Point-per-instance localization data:
────────────────
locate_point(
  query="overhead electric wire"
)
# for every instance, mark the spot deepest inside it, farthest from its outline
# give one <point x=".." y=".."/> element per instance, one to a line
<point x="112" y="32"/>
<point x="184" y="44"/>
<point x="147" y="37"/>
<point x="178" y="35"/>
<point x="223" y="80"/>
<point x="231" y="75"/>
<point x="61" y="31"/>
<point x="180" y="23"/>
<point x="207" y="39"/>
────────────────
INSTRUCTIONS FOR THE TASK » An exact copy of every record above is required.

SOLUTION TO THIS EXERCISE »
locate_point(
  query="overhead electric wire"
)
# for every instance, mark the spot deepest inside it, farthest from its outline
# give one <point x=".." y=".."/> element per instance, one to a line
<point x="112" y="32"/>
<point x="184" y="44"/>
<point x="147" y="37"/>
<point x="178" y="35"/>
<point x="223" y="80"/>
<point x="231" y="75"/>
<point x="61" y="31"/>
<point x="180" y="23"/>
<point x="207" y="39"/>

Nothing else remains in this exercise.